Image point grounding data:
== Segment start ==
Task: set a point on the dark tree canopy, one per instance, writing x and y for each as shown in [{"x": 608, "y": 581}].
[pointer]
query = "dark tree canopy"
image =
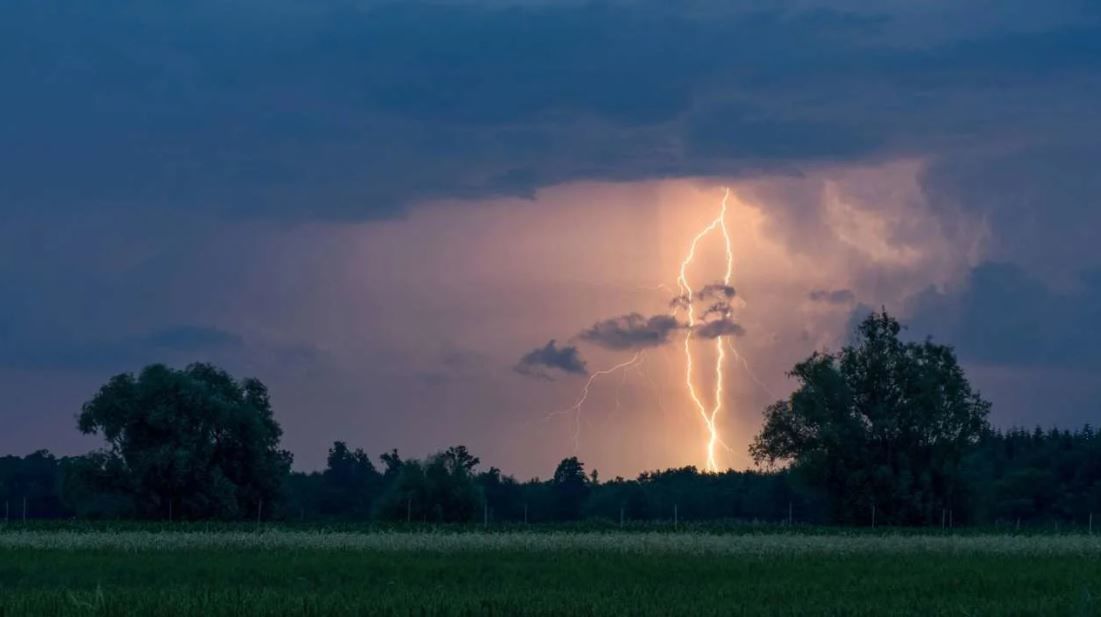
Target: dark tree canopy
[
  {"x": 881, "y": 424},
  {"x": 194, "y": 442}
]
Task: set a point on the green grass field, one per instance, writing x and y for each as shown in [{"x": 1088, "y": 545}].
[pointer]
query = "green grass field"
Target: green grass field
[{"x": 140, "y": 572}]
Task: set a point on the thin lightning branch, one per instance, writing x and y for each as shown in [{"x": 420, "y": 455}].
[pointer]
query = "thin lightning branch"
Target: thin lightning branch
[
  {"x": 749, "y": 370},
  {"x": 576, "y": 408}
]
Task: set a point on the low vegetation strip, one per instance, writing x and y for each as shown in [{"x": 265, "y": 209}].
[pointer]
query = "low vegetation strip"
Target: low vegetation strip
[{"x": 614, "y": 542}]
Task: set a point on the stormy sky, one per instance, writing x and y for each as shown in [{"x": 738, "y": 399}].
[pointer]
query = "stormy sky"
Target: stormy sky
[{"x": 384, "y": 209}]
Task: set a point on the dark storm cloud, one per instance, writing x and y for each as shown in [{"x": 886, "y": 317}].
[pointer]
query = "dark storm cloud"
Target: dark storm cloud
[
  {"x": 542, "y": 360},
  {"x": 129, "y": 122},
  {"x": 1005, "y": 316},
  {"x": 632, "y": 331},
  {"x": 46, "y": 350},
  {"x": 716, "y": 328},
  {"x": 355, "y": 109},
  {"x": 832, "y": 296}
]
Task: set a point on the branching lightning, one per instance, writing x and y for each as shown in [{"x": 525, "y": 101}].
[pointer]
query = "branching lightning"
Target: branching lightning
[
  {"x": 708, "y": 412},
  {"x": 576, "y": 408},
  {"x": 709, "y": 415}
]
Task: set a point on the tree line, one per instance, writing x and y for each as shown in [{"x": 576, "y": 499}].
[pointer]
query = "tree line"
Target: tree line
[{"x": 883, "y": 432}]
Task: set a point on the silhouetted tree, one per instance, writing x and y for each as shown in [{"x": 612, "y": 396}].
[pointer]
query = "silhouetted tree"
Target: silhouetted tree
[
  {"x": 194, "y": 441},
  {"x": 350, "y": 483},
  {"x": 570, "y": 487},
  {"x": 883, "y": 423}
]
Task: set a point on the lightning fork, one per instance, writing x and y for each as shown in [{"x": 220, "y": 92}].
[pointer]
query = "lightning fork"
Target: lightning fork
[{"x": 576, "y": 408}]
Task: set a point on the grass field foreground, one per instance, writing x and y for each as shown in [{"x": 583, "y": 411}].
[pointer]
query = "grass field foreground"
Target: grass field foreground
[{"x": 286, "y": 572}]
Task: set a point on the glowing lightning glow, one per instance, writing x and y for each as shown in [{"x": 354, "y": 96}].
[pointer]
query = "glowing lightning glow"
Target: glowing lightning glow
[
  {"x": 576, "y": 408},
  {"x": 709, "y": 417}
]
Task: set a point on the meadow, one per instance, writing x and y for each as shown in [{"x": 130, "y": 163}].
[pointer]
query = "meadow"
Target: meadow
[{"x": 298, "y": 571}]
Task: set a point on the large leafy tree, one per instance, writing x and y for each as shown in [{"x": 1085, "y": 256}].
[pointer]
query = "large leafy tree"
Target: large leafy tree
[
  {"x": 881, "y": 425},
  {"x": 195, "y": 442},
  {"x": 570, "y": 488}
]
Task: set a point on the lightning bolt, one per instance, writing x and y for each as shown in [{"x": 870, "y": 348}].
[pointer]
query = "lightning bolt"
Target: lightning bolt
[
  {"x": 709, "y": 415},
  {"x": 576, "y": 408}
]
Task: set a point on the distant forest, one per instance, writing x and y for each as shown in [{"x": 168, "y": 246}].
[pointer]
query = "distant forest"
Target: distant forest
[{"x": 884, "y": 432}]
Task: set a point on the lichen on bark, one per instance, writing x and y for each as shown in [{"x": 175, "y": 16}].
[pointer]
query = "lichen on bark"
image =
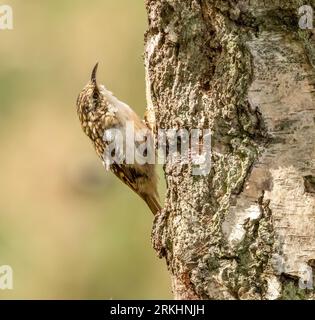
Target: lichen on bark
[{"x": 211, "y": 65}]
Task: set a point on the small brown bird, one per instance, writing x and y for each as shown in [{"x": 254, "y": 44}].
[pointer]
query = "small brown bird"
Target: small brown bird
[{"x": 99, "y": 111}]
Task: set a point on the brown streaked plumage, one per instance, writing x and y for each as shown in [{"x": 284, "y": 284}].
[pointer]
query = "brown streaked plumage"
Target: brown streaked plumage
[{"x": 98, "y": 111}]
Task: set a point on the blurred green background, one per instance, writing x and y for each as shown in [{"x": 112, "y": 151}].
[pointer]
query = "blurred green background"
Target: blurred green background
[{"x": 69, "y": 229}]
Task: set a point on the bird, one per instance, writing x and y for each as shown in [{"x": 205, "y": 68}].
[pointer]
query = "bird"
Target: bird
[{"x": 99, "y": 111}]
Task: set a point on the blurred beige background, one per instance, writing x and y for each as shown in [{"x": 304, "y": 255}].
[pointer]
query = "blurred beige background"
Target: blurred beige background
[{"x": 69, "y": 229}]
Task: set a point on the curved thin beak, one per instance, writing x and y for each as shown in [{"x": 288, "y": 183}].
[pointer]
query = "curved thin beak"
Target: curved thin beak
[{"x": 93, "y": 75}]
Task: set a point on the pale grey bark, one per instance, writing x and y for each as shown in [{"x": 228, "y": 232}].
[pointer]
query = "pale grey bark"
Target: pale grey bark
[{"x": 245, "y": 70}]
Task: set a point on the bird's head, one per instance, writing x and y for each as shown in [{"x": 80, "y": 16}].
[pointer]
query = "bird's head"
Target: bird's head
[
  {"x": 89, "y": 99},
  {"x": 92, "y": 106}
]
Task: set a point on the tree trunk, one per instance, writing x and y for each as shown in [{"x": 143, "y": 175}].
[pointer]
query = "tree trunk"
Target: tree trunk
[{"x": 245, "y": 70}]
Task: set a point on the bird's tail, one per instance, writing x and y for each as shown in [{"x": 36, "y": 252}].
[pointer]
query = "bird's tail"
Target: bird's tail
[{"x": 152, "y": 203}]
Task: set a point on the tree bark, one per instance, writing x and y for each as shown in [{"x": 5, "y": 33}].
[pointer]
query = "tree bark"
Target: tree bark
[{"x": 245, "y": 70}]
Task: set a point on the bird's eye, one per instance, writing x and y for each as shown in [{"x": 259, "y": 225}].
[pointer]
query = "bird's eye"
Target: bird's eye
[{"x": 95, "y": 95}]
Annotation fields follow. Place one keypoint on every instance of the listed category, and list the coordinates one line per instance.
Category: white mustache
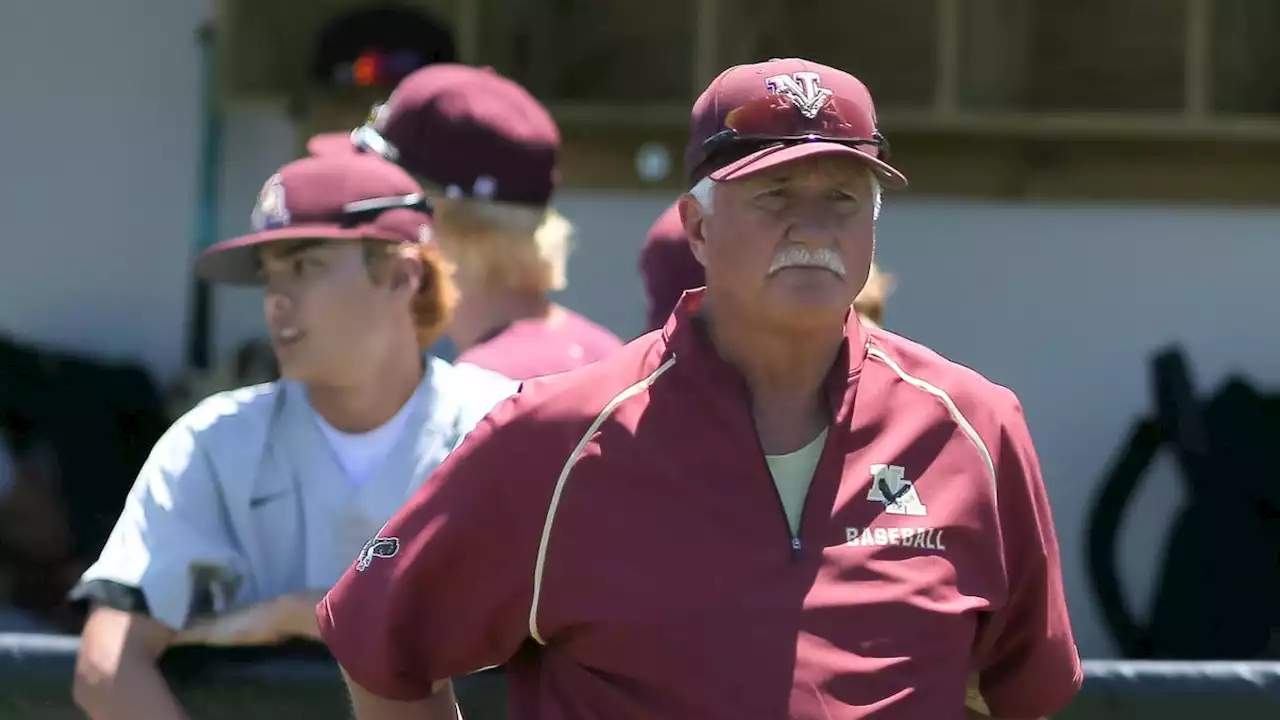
== Segment end ==
* [Work instruction]
Drop every picture and repeat the rest of the entries exactly.

* [Written solution]
Task: set a point on the dark tree canopy, one per instance, writing x and y for each as shown in [{"x": 608, "y": 581}].
[pointer]
query = "dark tree canopy"
image =
Target: dark tree canopy
[
  {"x": 881, "y": 424},
  {"x": 194, "y": 442}
]
Task: set a point on the green grass field, one per instance, writing x and y for each as shown in [{"x": 1088, "y": 545}].
[pointer]
query = "green grass field"
Target: green grass field
[{"x": 140, "y": 572}]
Task: set a point on the thin lightning branch, one per instance, writing x and y for each as shown in [{"x": 420, "y": 455}].
[pointer]
query = "thin lightning branch"
Target: thin lightning branch
[
  {"x": 749, "y": 370},
  {"x": 576, "y": 408}
]
Task: set a point on the low vegetation strip, one per instance, writing x and y for each as shown in [{"x": 265, "y": 209}].
[pointer]
query = "low vegetation strip"
Target: low vegetation strip
[{"x": 614, "y": 542}]
Task: set a point on the stormy sky, one per instance, writing x and y for each as shown in [{"x": 738, "y": 399}].
[pointer]
query = "stormy sky"
Target: stormy sky
[{"x": 384, "y": 209}]
Task: set a point on the dark storm cloud, one per instance, writing x and y for each as shown in [{"x": 886, "y": 317}].
[pointer]
query = "dark storm cloud"
Target: dark storm cloud
[
  {"x": 542, "y": 360},
  {"x": 129, "y": 122},
  {"x": 1005, "y": 316},
  {"x": 632, "y": 331},
  {"x": 46, "y": 350},
  {"x": 716, "y": 328},
  {"x": 355, "y": 109},
  {"x": 832, "y": 296}
]
Task: set a point on the branching lightning, one per instance, writing x and y for each as shown in [{"x": 525, "y": 101}].
[pointer]
query = "branching lightning"
Target: branching lightning
[
  {"x": 708, "y": 412},
  {"x": 576, "y": 408},
  {"x": 709, "y": 415}
]
Task: set a point on the tree line, one per instance, writing x and y for each as shown in [{"x": 576, "y": 499}].
[pointer]
query = "tree line"
Target: tree line
[{"x": 883, "y": 432}]
Task: set a point on the silhouetted tree, one per instance, writing x and y for each as shown in [{"x": 612, "y": 396}].
[pointer]
query = "silhouetted tree"
Target: silhouetted tree
[
  {"x": 194, "y": 441},
  {"x": 350, "y": 483},
  {"x": 570, "y": 487},
  {"x": 883, "y": 423}
]
Task: set a point on the lightning fork, one per instance, writing x and y for each as shown in [{"x": 220, "y": 92}].
[pointer]
query = "lightning fork"
Target: lightning fork
[{"x": 576, "y": 408}]
Task: set a point on the grass field foreground, one per instance, writing x and y for each as shown in [{"x": 583, "y": 411}].
[pointer]
query = "grass field foreground"
Target: grass field foreground
[{"x": 286, "y": 572}]
Task: set a point on the glowing lightning glow, one per instance, writing x and y for each as shown in [{"x": 354, "y": 96}].
[pointer]
query = "glowing lightning glow"
Target: glowing lightning glow
[
  {"x": 576, "y": 408},
  {"x": 709, "y": 417}
]
Task: set a point on the meadow, one per instance, writing x and y for each as shown in [{"x": 130, "y": 163}].
[pointer]
query = "meadow"
Target: meadow
[{"x": 298, "y": 571}]
Task: set a point on the large leafy tree, one per instance, writing x and y for each as shown in [{"x": 1085, "y": 256}].
[pointer]
query = "large leafy tree"
Target: large leafy tree
[
  {"x": 881, "y": 425},
  {"x": 195, "y": 442},
  {"x": 570, "y": 488}
]
Task: set a point on the lightning bolt, one per instance, writing x and y for each as shown in [{"x": 870, "y": 348}].
[pointer]
query = "lightning bolt"
Target: lightning bolt
[
  {"x": 709, "y": 415},
  {"x": 576, "y": 408}
]
Task: set a point on the distant forest, one per instance, writing x and y for each as shown in [{"x": 168, "y": 246}].
[pointer]
query = "distant forest"
Target: distant forest
[{"x": 884, "y": 432}]
Task: set a point on the lichen on bark, one per instance, writing x and y for each as shown in [{"x": 175, "y": 16}].
[pointer]
query = "lichen on bark"
image =
Target: lichen on bark
[{"x": 211, "y": 65}]
Task: set a point on the small brown bird, one per instance, writing x and y for each as shown in [{"x": 254, "y": 44}].
[pointer]
query = "small brown bird"
Target: small brown bird
[{"x": 99, "y": 111}]
Task: set a point on the brown streaked plumage, one per instance, writing x and y for each as shown in [{"x": 284, "y": 284}].
[pointer]
query = "brown streaked plumage"
Target: brown streaked plumage
[{"x": 98, "y": 111}]
Task: set a point on the blurred green background, one per instance, writing x and y for each as shown in [{"x": 112, "y": 151}].
[pointer]
query = "blurred green background"
Target: blurred green background
[{"x": 69, "y": 229}]
Task: set a point on the bird, one per instance, writing x and y for each as shown in [{"x": 205, "y": 68}].
[pointer]
query = "bird"
Target: bird
[{"x": 99, "y": 111}]
Task: set a point on the blurred beige background, one per instance, writing x and y for each as shown in [{"x": 304, "y": 255}].
[pointer]
query = "blurred beige background"
Target: blurred beige background
[{"x": 69, "y": 229}]
Task: set a point on the curved thin beak, one per instance, writing x and y for each as shown in [{"x": 288, "y": 183}].
[pointer]
query = "curved thin beak"
Target: curved thin beak
[{"x": 93, "y": 75}]
Task: set a point on the pale grey bark, one per instance, writing x and y for each as shown in [{"x": 228, "y": 232}].
[pointer]
query = "pale grey bark"
Target: pale grey bark
[{"x": 245, "y": 70}]
Task: set a point on the bird's head, one per instance, writing x and y for each as shown in [{"x": 80, "y": 16}].
[pointer]
query = "bird's head"
Target: bird's head
[
  {"x": 89, "y": 99},
  {"x": 92, "y": 106}
]
Task: set a point on the tree trunk, one per instance, writing x and y for each as shown in [{"x": 143, "y": 175}].
[pointer]
query = "tree trunk"
Target: tree trunk
[{"x": 245, "y": 70}]
Task: set a point on the bird's tail, one per instance, writing x and y for each as shown in [{"x": 36, "y": 252}].
[pointer]
query = "bird's tail"
Target: bird's tail
[{"x": 152, "y": 203}]
Task: set a point on the tree bark, one per instance, writing x and y for each as shown in [{"x": 5, "y": 33}].
[pointer]
query = "tree bark"
Target: tree bark
[{"x": 245, "y": 70}]
Task: set a point on the bird's eye, one per instance, writing x and y for each as shown in [{"x": 259, "y": 225}].
[pointer]
query = "bird's eye"
Target: bird's eye
[{"x": 95, "y": 95}]
Annotation fields follow. Place one keypoint on every instance of the listed category, and list the coordinates one line per instance.
Category: white mustache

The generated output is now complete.